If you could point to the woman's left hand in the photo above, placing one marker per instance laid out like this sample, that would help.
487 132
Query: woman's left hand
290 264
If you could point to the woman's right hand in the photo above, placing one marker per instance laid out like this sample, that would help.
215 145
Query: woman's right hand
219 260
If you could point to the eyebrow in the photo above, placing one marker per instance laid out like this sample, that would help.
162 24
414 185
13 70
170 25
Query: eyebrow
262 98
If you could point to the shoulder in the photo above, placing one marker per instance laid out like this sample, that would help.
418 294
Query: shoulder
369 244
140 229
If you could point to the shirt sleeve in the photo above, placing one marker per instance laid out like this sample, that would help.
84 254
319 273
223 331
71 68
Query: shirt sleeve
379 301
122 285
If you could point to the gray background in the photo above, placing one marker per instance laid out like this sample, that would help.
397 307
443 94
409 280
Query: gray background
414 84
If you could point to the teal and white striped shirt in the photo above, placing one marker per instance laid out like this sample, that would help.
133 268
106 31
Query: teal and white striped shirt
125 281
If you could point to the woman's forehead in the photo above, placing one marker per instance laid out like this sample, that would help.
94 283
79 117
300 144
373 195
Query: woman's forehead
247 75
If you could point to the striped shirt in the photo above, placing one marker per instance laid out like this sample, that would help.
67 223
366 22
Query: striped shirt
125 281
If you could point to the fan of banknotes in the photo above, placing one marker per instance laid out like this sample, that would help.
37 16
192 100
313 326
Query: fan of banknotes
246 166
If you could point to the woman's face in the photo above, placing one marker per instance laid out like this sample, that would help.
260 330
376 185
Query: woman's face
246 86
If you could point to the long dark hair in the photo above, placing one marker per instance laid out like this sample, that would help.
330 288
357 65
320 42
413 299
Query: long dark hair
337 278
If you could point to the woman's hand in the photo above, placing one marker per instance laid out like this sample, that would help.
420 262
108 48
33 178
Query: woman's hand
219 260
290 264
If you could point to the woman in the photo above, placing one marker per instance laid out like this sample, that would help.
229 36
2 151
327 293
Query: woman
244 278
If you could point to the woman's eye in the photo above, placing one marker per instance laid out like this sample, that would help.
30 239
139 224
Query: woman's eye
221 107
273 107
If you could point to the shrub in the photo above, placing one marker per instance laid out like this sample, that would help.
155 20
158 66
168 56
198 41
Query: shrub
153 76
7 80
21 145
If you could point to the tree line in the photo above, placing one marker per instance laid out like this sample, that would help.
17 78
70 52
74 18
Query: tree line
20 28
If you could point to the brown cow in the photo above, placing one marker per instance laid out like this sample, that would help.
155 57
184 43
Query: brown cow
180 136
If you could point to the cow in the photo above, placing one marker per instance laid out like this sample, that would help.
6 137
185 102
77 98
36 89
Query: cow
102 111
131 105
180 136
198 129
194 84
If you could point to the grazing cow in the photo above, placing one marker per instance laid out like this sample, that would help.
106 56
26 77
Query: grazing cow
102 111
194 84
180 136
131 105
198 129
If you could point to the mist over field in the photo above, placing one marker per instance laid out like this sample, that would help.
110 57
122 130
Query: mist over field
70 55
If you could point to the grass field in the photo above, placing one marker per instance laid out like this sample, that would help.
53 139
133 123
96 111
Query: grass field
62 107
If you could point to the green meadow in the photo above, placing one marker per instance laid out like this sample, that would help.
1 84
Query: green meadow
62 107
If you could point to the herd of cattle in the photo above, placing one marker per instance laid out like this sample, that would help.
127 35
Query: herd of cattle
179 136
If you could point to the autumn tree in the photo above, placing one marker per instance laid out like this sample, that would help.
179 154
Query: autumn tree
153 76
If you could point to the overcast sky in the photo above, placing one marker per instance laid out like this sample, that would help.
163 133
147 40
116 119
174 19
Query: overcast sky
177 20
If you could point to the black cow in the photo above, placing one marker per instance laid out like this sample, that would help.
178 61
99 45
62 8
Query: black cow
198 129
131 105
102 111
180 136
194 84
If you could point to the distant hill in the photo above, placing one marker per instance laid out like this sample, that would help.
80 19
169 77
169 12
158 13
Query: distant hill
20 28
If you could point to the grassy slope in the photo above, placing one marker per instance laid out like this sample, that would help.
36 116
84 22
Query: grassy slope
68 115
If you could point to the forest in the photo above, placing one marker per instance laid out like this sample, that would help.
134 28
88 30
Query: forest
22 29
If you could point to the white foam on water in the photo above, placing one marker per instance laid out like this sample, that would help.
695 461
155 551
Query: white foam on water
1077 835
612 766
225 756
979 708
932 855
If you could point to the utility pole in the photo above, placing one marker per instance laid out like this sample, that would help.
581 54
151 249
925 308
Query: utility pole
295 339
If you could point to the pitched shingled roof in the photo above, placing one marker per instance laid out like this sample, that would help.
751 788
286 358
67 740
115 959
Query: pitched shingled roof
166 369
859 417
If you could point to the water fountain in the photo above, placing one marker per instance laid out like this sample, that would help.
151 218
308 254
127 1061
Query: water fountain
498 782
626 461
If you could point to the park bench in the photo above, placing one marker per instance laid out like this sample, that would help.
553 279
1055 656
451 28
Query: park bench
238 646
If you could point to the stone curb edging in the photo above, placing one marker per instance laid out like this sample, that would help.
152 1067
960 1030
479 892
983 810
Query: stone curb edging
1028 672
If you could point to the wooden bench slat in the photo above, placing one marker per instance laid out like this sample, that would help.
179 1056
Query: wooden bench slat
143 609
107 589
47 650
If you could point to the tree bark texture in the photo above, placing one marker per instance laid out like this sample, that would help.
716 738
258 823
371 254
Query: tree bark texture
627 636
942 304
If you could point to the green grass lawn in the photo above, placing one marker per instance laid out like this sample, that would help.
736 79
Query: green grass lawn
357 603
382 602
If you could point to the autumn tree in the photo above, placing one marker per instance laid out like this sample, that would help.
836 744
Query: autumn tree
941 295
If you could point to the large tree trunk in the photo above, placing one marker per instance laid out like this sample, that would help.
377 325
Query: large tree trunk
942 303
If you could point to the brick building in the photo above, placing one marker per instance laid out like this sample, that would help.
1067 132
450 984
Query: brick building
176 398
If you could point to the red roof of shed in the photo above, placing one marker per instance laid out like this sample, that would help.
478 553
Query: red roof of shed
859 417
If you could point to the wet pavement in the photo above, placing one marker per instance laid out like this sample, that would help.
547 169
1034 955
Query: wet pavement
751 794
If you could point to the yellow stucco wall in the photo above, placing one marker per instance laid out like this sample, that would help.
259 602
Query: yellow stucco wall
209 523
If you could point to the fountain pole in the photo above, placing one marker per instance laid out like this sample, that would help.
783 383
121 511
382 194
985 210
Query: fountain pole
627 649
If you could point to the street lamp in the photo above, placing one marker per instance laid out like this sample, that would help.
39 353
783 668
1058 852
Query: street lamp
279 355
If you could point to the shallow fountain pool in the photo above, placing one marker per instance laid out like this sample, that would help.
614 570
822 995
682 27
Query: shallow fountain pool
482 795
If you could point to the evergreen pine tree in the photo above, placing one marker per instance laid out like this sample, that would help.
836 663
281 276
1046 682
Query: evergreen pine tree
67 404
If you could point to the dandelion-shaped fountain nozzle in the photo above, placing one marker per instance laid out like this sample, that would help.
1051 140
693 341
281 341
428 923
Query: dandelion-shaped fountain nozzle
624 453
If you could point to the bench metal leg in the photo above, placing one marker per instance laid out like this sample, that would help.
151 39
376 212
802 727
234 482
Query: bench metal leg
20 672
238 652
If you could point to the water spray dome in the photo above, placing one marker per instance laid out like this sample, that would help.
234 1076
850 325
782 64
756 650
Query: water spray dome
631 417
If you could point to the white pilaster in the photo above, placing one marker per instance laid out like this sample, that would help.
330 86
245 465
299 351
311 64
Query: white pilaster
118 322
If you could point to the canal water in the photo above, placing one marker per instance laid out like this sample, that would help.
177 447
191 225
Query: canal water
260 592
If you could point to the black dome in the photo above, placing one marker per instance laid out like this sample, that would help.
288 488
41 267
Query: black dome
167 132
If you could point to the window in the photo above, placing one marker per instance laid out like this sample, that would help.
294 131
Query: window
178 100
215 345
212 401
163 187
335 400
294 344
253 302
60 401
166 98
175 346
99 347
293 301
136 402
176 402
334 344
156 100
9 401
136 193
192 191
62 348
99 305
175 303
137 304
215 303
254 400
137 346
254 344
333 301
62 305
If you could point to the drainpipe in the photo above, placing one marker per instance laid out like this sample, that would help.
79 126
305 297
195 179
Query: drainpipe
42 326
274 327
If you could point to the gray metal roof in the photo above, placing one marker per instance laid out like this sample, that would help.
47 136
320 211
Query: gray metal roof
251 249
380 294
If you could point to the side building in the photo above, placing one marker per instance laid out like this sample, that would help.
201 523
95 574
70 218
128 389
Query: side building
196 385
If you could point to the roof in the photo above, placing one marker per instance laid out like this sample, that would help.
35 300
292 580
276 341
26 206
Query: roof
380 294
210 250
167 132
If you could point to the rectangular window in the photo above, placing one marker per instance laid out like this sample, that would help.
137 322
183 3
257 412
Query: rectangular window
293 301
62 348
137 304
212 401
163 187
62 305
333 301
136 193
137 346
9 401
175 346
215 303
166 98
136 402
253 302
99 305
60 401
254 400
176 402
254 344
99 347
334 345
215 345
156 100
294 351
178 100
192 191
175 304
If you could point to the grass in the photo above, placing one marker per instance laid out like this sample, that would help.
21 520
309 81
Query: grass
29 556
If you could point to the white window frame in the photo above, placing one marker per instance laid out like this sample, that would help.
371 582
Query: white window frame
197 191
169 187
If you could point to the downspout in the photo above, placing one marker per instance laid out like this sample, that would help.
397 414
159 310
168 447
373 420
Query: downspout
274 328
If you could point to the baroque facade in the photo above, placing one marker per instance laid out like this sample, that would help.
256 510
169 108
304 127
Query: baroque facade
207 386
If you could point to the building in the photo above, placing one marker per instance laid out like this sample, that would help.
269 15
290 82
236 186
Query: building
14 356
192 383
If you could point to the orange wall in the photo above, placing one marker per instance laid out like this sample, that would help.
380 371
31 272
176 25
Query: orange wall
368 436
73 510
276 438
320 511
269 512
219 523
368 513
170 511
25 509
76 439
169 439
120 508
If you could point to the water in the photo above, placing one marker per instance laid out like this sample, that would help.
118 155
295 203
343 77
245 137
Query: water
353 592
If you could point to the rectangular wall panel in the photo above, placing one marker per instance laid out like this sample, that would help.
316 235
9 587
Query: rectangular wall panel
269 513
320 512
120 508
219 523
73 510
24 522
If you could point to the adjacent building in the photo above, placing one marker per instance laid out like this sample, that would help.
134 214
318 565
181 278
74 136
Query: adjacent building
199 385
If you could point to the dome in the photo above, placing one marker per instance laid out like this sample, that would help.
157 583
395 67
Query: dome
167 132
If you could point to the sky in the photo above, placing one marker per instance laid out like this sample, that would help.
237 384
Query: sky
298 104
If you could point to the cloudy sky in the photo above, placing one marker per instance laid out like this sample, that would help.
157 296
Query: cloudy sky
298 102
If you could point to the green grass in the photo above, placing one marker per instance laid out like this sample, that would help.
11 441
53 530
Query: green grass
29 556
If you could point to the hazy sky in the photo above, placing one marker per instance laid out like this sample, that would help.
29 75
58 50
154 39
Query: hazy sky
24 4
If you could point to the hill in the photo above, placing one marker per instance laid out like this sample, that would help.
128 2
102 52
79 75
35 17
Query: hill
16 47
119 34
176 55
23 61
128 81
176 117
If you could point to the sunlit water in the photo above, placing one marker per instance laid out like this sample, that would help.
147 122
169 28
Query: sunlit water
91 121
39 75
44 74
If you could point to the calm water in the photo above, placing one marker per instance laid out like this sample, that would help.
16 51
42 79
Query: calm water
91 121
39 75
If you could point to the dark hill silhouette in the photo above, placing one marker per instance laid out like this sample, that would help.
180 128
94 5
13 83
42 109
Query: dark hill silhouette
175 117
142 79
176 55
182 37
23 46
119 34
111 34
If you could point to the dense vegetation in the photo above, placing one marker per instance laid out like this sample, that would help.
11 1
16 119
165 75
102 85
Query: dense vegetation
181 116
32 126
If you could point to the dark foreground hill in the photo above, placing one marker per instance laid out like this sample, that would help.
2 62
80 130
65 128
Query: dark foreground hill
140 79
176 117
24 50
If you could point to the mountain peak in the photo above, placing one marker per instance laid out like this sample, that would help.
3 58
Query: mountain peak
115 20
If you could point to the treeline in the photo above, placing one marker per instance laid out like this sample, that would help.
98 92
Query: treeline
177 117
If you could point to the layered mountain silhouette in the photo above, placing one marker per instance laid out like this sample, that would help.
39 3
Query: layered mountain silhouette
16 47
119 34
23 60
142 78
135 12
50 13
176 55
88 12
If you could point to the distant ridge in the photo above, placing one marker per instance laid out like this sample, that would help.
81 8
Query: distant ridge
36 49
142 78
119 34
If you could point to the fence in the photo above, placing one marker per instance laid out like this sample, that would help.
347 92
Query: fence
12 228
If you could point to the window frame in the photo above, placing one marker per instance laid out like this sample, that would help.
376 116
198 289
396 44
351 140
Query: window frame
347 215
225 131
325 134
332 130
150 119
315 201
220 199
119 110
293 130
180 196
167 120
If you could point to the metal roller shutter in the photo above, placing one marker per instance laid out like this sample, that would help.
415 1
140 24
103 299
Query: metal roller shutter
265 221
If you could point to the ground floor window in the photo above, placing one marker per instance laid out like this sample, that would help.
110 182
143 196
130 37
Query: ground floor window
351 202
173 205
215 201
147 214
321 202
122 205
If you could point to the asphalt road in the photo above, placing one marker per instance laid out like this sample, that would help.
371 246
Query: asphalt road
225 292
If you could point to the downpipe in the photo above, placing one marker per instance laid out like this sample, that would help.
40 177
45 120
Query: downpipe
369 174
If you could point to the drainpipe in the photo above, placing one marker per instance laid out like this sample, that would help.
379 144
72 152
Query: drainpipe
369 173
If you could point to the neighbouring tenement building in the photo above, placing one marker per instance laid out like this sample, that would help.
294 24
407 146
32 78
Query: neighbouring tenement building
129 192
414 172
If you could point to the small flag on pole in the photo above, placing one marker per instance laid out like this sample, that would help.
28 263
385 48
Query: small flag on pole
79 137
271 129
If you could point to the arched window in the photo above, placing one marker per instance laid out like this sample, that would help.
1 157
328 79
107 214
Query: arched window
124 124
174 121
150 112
================================
• [TASK DESCRIPTION] Print every line from the one that contains "If you could point to the small" to the end of the records, exactly as written, and nothing more.

• [ANSWER BELOW]
If you could point to the small flag on pole in the photo above, placing one marker per instance laid out like this sample, that would help.
28 263
385 48
Query: small flag on pole
79 137
271 129
If you could point to the arched window in the photo above, placing one marker per instance laid out like this sample, that would help.
1 157
328 79
107 214
Query: arched window
124 124
174 121
150 112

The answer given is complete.